PROVIDED RECORDS:
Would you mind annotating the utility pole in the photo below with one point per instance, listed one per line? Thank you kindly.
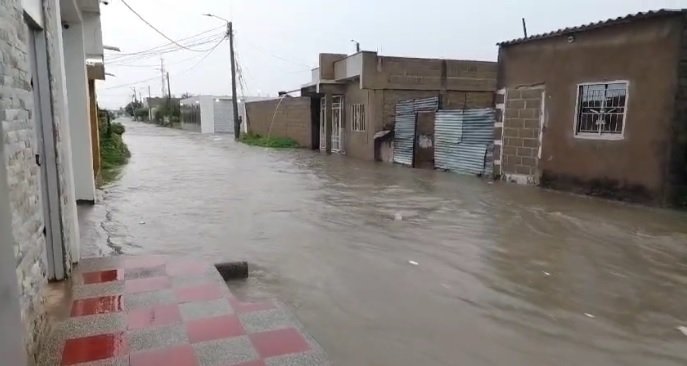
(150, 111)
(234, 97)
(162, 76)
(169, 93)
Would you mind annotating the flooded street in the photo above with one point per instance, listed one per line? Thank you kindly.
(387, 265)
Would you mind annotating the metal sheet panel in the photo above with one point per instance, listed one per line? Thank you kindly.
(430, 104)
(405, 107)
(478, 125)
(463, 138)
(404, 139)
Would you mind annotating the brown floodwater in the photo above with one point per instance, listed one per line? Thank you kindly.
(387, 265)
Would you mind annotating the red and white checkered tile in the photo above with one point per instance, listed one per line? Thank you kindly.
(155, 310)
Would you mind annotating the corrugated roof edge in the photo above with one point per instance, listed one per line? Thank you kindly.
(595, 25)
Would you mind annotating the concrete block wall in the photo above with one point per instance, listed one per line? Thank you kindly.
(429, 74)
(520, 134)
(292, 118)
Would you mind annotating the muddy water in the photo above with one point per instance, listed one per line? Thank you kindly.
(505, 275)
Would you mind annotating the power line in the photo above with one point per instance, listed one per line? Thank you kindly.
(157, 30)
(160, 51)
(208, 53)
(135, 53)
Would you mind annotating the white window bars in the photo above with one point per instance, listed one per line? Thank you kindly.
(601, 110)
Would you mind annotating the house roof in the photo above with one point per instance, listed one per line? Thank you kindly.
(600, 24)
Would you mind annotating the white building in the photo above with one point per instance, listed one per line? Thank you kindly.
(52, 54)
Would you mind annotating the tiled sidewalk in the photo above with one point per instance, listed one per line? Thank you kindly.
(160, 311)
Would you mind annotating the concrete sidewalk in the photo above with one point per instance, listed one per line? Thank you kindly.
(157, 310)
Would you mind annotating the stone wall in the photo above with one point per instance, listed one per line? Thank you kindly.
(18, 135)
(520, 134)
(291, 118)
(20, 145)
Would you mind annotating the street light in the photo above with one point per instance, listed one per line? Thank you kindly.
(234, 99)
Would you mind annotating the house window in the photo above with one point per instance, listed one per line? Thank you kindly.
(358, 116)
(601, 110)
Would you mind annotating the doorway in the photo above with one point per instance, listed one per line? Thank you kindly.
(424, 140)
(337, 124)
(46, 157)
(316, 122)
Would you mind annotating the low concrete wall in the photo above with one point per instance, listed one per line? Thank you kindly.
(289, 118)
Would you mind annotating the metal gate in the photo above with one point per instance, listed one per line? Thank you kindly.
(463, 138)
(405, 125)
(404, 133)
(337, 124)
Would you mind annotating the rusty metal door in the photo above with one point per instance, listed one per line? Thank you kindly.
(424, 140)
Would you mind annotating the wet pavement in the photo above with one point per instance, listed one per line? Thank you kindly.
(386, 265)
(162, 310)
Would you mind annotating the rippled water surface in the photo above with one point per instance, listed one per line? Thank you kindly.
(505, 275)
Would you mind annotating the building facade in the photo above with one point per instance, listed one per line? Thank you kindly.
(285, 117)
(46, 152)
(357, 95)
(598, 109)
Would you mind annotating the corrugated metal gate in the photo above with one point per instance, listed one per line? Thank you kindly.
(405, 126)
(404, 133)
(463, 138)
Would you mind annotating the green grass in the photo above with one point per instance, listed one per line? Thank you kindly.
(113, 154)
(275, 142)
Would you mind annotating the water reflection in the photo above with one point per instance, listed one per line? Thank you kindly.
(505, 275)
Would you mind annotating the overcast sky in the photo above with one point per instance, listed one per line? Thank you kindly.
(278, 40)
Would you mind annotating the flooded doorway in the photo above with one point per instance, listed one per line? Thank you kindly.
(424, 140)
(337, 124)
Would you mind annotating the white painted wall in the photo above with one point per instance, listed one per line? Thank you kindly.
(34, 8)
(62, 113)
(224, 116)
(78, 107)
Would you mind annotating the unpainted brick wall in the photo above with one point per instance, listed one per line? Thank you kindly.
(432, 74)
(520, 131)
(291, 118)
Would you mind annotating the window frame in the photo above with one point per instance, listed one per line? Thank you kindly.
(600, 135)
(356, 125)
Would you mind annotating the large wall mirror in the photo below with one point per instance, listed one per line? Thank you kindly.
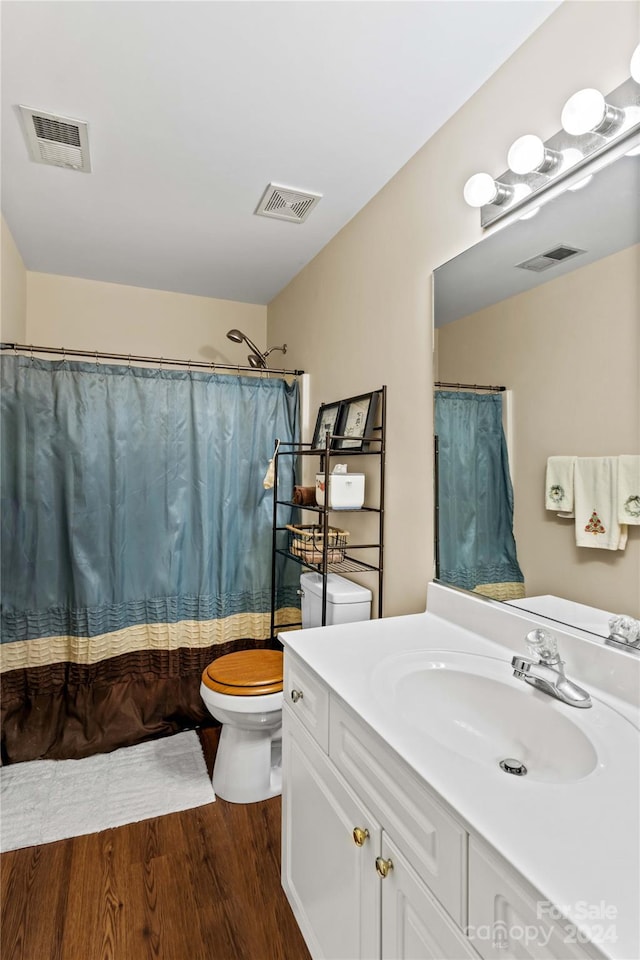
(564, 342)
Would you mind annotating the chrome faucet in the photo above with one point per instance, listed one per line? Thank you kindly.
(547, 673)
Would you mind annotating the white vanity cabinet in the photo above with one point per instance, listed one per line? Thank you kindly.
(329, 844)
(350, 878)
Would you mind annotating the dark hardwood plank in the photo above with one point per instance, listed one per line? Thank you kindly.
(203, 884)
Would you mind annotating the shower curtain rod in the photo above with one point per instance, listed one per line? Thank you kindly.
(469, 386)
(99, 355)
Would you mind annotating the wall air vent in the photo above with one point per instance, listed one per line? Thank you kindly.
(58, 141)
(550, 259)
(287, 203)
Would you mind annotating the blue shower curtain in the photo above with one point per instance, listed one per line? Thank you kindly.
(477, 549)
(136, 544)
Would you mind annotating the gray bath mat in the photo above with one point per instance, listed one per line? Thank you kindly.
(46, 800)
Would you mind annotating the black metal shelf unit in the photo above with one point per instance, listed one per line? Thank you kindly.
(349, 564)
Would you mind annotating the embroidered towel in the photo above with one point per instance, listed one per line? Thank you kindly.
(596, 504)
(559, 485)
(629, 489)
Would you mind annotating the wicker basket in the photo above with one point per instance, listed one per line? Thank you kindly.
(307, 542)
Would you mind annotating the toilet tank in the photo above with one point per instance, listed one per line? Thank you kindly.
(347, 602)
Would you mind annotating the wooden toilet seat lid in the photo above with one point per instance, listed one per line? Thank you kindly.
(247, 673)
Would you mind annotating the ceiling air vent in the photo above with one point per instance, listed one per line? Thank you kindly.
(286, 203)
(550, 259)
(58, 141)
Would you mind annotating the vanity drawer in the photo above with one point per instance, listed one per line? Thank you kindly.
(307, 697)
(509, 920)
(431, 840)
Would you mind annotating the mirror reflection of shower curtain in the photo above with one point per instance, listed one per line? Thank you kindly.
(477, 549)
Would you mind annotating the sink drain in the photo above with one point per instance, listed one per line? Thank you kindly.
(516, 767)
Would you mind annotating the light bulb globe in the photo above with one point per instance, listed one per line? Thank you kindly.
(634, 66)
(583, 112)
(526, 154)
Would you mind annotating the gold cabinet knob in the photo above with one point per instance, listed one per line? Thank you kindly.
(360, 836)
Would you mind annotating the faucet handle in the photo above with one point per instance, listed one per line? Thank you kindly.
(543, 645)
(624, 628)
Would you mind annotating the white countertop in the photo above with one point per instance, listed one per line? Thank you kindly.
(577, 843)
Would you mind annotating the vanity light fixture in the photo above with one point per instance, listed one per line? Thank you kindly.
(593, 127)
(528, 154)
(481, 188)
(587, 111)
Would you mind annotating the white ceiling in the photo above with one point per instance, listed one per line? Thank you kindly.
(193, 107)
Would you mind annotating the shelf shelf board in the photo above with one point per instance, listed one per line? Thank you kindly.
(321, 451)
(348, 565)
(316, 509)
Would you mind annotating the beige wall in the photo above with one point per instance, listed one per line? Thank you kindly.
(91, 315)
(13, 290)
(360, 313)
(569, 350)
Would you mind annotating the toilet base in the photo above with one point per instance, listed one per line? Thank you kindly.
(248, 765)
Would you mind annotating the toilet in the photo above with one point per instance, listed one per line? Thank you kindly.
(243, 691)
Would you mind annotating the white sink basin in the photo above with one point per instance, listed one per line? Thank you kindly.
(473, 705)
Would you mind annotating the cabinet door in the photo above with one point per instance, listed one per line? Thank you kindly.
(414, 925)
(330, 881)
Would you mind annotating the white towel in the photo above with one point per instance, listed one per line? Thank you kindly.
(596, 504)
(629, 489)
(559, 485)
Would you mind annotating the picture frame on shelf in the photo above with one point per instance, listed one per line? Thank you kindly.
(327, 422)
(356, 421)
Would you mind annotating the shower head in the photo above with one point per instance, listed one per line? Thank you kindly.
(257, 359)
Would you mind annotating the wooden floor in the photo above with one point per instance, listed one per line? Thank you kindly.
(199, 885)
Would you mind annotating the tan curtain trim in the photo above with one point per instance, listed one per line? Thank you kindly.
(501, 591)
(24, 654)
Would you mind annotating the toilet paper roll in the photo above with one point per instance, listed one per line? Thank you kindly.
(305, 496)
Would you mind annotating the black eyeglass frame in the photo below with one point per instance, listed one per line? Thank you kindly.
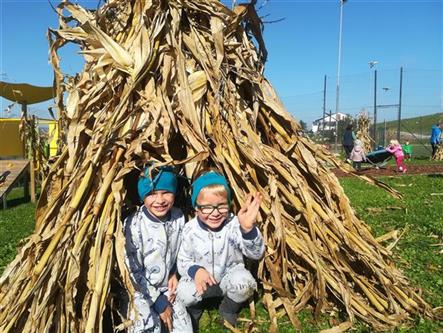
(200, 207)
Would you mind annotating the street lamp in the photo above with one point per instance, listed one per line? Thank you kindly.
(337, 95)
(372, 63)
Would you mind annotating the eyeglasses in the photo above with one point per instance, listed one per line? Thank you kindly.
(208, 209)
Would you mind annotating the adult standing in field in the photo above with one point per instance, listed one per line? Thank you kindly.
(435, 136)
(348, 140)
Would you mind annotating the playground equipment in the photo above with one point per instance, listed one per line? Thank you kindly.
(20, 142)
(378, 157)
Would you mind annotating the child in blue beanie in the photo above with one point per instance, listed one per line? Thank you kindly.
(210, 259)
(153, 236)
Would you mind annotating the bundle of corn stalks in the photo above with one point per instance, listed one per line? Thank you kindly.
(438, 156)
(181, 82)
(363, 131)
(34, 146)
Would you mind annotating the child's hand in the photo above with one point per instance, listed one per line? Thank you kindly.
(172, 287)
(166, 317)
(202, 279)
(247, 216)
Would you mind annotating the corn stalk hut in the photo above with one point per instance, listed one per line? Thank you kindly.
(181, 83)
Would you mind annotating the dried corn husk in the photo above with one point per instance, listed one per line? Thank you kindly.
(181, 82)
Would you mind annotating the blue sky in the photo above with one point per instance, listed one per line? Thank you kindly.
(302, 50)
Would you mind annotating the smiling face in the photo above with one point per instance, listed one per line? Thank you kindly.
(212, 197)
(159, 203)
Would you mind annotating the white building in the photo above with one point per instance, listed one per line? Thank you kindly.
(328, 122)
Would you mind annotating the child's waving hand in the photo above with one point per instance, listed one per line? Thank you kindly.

DIRECTIONS: All lines from the one containing "Would you mind annotating the corn" down to the final line above are to be restated word for word; leave out the rest.

ANSWER SPACE:
Would you mind annotating the corn stalk hut in the photo above with one point per instance, listed one per line? Thank you kindly.
(181, 83)
Would you mind annotating the dried corn husk in the photo above with one point per instance, listed one per line? Thank you kindly.
(181, 82)
Would you mind annotating the blue sky in the photo above with one point per instance, listed one per line? Thank you kindly.
(302, 50)
Would you mind annotating the smiling face in the photo above with one point per instance, listed one per line? Thank you kindly.
(212, 197)
(159, 203)
Would you mind annotating the white building in the photo above with one point per instance, listed one per line? Thank you kindly.
(328, 122)
Would you mind annotating the child's waving hand in the photo above with one point per instance, listed one per line? Thank you kindly.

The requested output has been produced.